Activity list:
**1.** Answer these questions from the passage on early motherhood below:
(a) What has amplified the writer's doubt about giving her the attention she needs and deserves?
(b) Which condition does the writer say they have had all their life?
(c) Besides shifting their mindset, what did the writer start doing to find balance?
**2.** In the passage on early motherhood below, list every area the writer says they struggled to balance.
**3.** Translate this sentence from the passage on early motherhood below into Spanish: "I shifted my mindset to focus on the quality of the time we spent together instead of the quantity of the time, and I started saying yes to more social outings."
+++ Passage provided
Since she’s home with me all day, and I work part-time while caring for her, I question if I’m giving her the attention she needs and deserves. This has been amplified as we’ve been self-isolating, so I know I’m not the only one experiencing this right now. It feels extra hard during my first year of motherhood, as I try to figure this all out without support nearby or the ability to be with other moms and babies.
Anxiety. I’ve had it all my life, but becoming a mom brought it out in ways I’d never before experienced. In particular, I had a lot of anxiety during that first year about missing moments with my son when I went back to work and he started daycare. I was constantly stressed by the fact that time was passing, and I was never going to get it back. Was I savoring it enough? Should I rock him just a little bit longer because someday he won’t want to rock anymore? Should I grab dinner with girlfriends I haven’t seen in months or be home to put the baby to bed?
I struggled to find the right balance to maintain my professional self, my motherhood self, my friendships, my social life. I felt like if I wasn’t at work, I should be spending every last second soaking up the time I’d missed during the day with my baby. I said no to a lot of social events, and my friendships suffered as a result. I was so fulfilled as a mom, but I wasn’t fulfilled in other areas anymore, and I knew something needed to change. I shifted my mindset to focus on the quality of the time we spent together instead of the quantity of the time, and I started saying yes to more social outings. I’ve since found the right balance and learned how important it is to make sure I’m taking care of myself too.
++++++
+++ Study material
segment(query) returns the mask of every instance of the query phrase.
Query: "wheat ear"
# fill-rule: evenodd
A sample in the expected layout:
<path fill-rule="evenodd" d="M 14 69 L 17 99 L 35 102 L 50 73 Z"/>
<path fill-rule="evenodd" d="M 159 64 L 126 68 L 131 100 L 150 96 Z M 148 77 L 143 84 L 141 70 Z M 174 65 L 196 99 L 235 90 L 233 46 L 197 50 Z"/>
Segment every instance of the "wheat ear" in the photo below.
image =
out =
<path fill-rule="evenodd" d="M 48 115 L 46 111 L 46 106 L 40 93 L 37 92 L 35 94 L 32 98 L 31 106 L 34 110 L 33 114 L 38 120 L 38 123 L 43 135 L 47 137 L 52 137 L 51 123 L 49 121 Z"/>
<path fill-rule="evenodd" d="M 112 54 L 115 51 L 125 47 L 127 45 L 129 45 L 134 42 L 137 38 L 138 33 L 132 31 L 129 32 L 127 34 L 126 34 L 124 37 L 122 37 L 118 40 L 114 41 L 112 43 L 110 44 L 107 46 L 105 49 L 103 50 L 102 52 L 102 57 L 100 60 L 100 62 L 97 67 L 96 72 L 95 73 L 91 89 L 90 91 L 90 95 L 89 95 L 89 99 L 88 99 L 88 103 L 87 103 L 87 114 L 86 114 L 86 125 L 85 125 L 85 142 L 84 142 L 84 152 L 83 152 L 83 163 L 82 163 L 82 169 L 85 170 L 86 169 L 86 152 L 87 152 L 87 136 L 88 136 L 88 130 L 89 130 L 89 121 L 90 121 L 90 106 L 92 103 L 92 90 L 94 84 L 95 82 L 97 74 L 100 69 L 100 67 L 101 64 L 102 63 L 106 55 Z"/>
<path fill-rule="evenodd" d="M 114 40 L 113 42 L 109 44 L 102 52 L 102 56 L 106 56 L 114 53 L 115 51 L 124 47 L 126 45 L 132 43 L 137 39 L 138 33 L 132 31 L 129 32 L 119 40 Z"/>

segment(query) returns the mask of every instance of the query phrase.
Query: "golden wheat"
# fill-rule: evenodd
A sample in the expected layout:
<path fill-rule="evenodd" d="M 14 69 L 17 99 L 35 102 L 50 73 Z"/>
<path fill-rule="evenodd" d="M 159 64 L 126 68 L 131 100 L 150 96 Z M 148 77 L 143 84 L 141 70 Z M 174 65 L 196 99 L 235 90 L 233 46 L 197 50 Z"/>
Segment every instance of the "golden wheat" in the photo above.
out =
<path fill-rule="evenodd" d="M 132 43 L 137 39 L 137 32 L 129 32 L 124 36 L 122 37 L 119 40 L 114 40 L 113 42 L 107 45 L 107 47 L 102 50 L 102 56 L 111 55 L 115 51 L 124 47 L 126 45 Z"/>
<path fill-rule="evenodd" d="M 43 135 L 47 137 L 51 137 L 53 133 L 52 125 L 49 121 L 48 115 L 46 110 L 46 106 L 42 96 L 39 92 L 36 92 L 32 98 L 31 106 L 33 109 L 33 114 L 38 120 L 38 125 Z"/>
++++++
Responses:
**1.**
(a) Self-isolating.
(b) Anxiety.
(c) Saying yes to more social outings.

**2.**
- Professional self
- Motherhood self
- Friendships
- Social life

**3.** Cambié mi mentalidad para centrarme en la calidad del tiempo que pasábamos juntos en lugar de la cantidad de tiempo, y empecé a decir que sí a más salidas sociales.